[[ Records provided open ]]

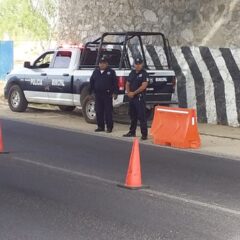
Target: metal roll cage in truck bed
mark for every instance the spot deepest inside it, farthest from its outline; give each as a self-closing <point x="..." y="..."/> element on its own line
<point x="100" y="42"/>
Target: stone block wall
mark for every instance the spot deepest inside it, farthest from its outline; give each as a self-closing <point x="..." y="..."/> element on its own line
<point x="213" y="23"/>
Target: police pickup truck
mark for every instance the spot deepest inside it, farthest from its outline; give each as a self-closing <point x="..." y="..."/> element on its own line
<point x="61" y="77"/>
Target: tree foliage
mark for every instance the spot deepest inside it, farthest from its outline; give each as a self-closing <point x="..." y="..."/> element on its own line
<point x="26" y="19"/>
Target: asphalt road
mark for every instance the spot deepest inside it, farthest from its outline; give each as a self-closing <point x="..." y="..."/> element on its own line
<point x="57" y="184"/>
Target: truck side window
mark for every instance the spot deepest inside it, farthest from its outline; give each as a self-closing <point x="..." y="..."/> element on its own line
<point x="44" y="60"/>
<point x="62" y="59"/>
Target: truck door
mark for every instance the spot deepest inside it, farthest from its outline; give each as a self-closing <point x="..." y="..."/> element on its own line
<point x="36" y="82"/>
<point x="61" y="80"/>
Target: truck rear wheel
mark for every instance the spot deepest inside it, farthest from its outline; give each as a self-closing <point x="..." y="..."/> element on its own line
<point x="88" y="109"/>
<point x="66" y="108"/>
<point x="16" y="99"/>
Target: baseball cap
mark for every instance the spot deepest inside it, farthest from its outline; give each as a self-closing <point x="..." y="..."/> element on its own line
<point x="103" y="59"/>
<point x="138" y="61"/>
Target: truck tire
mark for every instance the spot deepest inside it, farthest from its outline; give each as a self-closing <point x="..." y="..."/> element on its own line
<point x="88" y="109"/>
<point x="66" y="108"/>
<point x="16" y="99"/>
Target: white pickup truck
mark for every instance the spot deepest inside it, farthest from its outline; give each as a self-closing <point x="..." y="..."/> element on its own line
<point x="61" y="76"/>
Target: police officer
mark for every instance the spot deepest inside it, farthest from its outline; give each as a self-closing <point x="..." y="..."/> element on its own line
<point x="103" y="83"/>
<point x="136" y="87"/>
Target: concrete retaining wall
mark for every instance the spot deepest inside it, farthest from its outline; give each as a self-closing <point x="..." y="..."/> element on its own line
<point x="209" y="80"/>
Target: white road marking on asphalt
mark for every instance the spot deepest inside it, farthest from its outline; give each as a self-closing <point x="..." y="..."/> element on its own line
<point x="149" y="191"/>
<point x="193" y="202"/>
<point x="64" y="170"/>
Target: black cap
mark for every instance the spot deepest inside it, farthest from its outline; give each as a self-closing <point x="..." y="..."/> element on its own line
<point x="138" y="61"/>
<point x="103" y="59"/>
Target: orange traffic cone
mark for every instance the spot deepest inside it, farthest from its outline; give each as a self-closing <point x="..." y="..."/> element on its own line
<point x="134" y="177"/>
<point x="1" y="142"/>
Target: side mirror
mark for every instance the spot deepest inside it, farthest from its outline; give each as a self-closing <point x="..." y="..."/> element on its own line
<point x="27" y="65"/>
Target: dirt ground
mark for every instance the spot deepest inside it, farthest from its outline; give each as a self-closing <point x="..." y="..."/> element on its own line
<point x="216" y="140"/>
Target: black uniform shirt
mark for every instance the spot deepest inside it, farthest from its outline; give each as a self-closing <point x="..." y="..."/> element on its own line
<point x="105" y="82"/>
<point x="136" y="79"/>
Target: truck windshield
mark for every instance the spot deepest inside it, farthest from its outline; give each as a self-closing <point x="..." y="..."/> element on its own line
<point x="89" y="56"/>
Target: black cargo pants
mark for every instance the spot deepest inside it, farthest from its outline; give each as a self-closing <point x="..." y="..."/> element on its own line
<point x="137" y="111"/>
<point x="104" y="109"/>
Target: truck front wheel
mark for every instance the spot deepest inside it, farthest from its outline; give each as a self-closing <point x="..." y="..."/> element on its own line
<point x="16" y="99"/>
<point x="88" y="109"/>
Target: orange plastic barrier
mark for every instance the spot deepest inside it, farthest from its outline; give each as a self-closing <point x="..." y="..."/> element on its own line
<point x="176" y="127"/>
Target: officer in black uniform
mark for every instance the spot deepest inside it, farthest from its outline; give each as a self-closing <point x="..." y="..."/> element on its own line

[[ Records provided closed ]]

Directions |
Down to the last line, return the entries above exactly, with no pictures.

Task answer |
Target: metal roll cage in truck bed
mark for every instance the spot deepest inside it, farthest from its outline; give each as a self-closing <point x="..." y="..."/> element on its own line
<point x="100" y="42"/>
Target: stone block wall
mark for every instance the spot deepest inside it, farthest from its outline; give each as a self-closing <point x="..." y="..."/> element on its own line
<point x="213" y="23"/>
Target: police pickup truck
mark for every instance the spot deepest inside it, farthest from its outline; give each as a self-closing <point x="..." y="..."/> element on its own line
<point x="61" y="77"/>
Target: tree foliage
mark for every instance the spot deepest inside it, farthest from its outline; give each as a self-closing <point x="..." y="..."/> element on its own line
<point x="26" y="19"/>
Target: asphalt road
mark for every instance the spot deepest inside it, farthest from its outline; give each as a self-closing <point x="..." y="..."/> element on its own line
<point x="57" y="184"/>
Target: truck side window
mark for every instance the spot deepest inside it, farthest from its outline; give each as a self-closing <point x="..." y="..."/> element on its own line
<point x="44" y="60"/>
<point x="62" y="59"/>
Target: truck door
mark for every instance the spot deepest inside it, farthest from its outline; give each as a self-closing <point x="..." y="..."/> element on its own line
<point x="36" y="82"/>
<point x="61" y="80"/>
Target: truck rear wheel
mark for every instance the spot deepest inside it, farthest from its outline; give each as a self-closing <point x="..." y="..."/> element on its own line
<point x="88" y="109"/>
<point x="66" y="108"/>
<point x="16" y="99"/>
Target: baseball cap
mark for every instance the spot deepest inside it, farthest from its outline; give each as a self-closing <point x="..." y="..."/> element on its own line
<point x="103" y="59"/>
<point x="138" y="61"/>
Target: truck tire
mark for every instance the spot deepest inside it, farthest from its outline; give each as a self-closing <point x="..." y="..."/> element on its own line
<point x="88" y="109"/>
<point x="66" y="108"/>
<point x="16" y="99"/>
Target: white pickup truck
mark for every instance the spot deepest inside it, farthest from its outline; give each as a self-closing <point x="..." y="..."/> element on its own line
<point x="61" y="76"/>
Target: police officer
mark for every instance the spot deepest inside it, farthest from its outline; give each as a self-closing <point x="..." y="..."/> element on its own line
<point x="103" y="83"/>
<point x="136" y="87"/>
Target: concrete retaining wall
mark for every instance the spot deepest inside it, farthest from its outline; give each as a self-closing <point x="..." y="..."/> element on its own line
<point x="209" y="80"/>
Target: white road marking on asphalt
mark for every instance the spot deepest inside it, farthest from its outline; give each as a self-closing <point x="..." y="..."/> element on its own line
<point x="149" y="191"/>
<point x="193" y="202"/>
<point x="64" y="170"/>
Target: black cap
mark for every instance the spot deepest inside it, farthest from its outline; give each as a self-closing <point x="..." y="..."/> element on its own line
<point x="138" y="61"/>
<point x="103" y="59"/>
Target: orange traffic cone
mark for every instance the spot deepest inside it, farthest from its outline; give each as a self-closing <point x="..." y="..."/> element on its own line
<point x="134" y="177"/>
<point x="1" y="142"/>
Target: side mirror
mark for every instance the spot deepest inside it, farthest from its outline; give each as a self-closing <point x="..." y="..."/> element on its own line
<point x="27" y="65"/>
Target: dirt ground
mark for every instance the spot deepest inside it, farthest from its outline; give each as a self-closing <point x="..." y="..."/> element on its own line
<point x="216" y="140"/>
Target: black uniform shirt
mark for every instance the spot deepest inside it, farthest from its outline; give each as a self-closing <point x="..." y="..."/> element on its own line
<point x="105" y="82"/>
<point x="136" y="79"/>
Target: truck windshield
mark for every instance the spot deepest inside it, farthest from its outline; give each as a self-closing <point x="..." y="..."/> element on its own line
<point x="89" y="56"/>
Target: black cargo pants
mark for every instance the spot deepest inside it, farthest from its outline; give each as a self-closing <point x="..." y="..."/> element on its own line
<point x="137" y="111"/>
<point x="104" y="109"/>
Target: truck front wheel
mark for every instance the spot deepest inside it, farthest from its outline; give each as a self-closing <point x="..." y="..."/> element on its own line
<point x="16" y="99"/>
<point x="88" y="109"/>
Target: orange plastic barrier
mark for every instance the spot deepest inside it, farthest from its outline; give each as a self-closing <point x="..." y="..."/> element on its own line
<point x="176" y="127"/>
Target: officer in black uniform
mark for every instance the spot deepest inside it, farthest from its outline; give each as a self-closing <point x="..." y="..."/> element on its own line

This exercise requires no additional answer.